Natural-language object grounding data:
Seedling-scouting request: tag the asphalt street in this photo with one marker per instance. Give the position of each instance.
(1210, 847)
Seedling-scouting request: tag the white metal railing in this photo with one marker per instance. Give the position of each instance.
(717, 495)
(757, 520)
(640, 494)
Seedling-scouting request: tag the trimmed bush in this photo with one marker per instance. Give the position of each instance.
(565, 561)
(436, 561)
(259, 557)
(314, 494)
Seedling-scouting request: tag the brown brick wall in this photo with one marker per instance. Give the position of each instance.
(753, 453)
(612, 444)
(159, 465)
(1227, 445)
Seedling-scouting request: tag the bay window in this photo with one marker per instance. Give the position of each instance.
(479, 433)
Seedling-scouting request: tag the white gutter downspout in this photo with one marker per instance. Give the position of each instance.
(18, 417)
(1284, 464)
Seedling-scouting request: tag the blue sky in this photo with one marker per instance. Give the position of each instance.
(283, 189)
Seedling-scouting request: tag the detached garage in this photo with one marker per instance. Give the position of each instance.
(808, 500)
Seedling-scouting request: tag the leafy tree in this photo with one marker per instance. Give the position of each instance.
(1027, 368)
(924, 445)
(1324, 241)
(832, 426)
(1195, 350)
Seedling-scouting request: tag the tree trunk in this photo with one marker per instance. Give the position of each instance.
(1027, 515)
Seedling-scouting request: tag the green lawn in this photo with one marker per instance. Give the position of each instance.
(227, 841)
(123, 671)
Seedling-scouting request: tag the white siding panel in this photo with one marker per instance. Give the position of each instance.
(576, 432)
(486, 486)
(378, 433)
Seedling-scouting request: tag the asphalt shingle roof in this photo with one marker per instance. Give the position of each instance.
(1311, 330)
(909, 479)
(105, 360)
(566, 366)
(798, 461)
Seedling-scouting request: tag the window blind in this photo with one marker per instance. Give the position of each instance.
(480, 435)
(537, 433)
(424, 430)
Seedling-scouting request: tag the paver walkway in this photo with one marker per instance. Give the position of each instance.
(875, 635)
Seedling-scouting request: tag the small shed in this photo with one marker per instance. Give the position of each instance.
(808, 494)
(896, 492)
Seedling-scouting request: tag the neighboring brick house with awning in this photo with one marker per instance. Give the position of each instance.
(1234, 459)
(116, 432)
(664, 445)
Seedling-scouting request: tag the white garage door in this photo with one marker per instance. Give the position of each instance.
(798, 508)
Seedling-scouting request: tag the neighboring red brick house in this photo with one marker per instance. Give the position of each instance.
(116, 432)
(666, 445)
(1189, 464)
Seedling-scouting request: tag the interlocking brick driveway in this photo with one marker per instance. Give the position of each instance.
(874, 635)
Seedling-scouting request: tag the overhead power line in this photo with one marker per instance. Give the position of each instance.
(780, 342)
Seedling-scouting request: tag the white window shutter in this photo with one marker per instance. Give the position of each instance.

» What the exercise asks: All entries are to be reproduced verbatim, with none omitted.

» Task output:
Seedling-scouting request: tag the asphalt street in this photo with one marker per instance. Give the position of each instance.
(1210, 847)
Seedling-scouting request: tag the white metal railing in this photo with one marker per instance. Give the position of each instance.
(717, 495)
(757, 520)
(640, 494)
Seedling-scouting request: tag the trimmed bush in this photo with one marker per instance. Give the position of each instance.
(565, 561)
(436, 561)
(259, 557)
(314, 494)
Seedling-scouting request: tag the brown brick wall in this photo with one marker per instance. Give the position of each instance.
(753, 453)
(612, 444)
(159, 465)
(1227, 445)
Seedling-scouting request: tag the bay window in this photo with one marker per instance. Give the position of each instance.
(479, 433)
Seedling-scouting request: tag the white gutter downspout in this photo with one marker per instance. Give the position of each instance.
(18, 417)
(1284, 464)
Seedling-scouting request: tag the blue sky in this photo with one marker per instance. Give the position of each instance.
(283, 189)
Seedling-scouting request: tag the detached garage in this photo with one marker per instance. Give the position of each instance.
(808, 500)
Seedling-scouting request: tag the leafy tree in this photo with one marker per instance. Give the position of each instance.
(1027, 368)
(924, 445)
(1324, 241)
(832, 426)
(1195, 350)
Seedling-scouting request: tag the tree trunk in this photo with one marker per instance. Give the position of each instance.
(1027, 515)
Seedling-scouting request: tag the green lawn in this photo with one marker per instance. Give the position of each instance.
(227, 841)
(123, 671)
Seedling-scouting request: tag the white siding panel in this photo with one marker per instance. Give the position of each instance.
(576, 432)
(486, 486)
(378, 433)
Seedling-scouting request: tag the asphalt shingle roof in this photo with one marker per instance. Give the position of each instance.
(1311, 330)
(909, 479)
(105, 360)
(566, 366)
(798, 461)
Seedling-scouting request: tag the window blind in this photo with one marker per instance. Give the position of each instance.
(480, 435)
(537, 433)
(424, 430)
Seedling-scouting request: tag the paver walkway in this photo with one marker per instance. Give the position of each instance.
(875, 635)
Seedling-scouting request: tag the small shed in this photo with one marker per instance. Give the position of each instance.
(808, 494)
(896, 492)
Seedling-scouting request: tag the neighboring brick house with awning in this photo with one marker per instance. Give the position of each instance.
(1234, 459)
(116, 432)
(664, 445)
Seedling-scouting request: tag the white garage door in this photo with one marker per instance. Give the position of each instance.
(798, 508)
Seedling-scouting request: tag the neighboring red brick house in this photo with one marker per instance. Give the position of each instance.
(116, 432)
(666, 445)
(1189, 464)
Seedling-scouting request: tag the interlocking brick driveway in this photo with one marker per instance. Give the position of each instance.
(874, 635)
Seedling-scouting request: tag the overhead power line in this photo with one marker per instance. Give the position of each instance.
(780, 342)
Seedling-scouting request: tag the white window shutter in this photo with one marker per instance. Give the position of each instance.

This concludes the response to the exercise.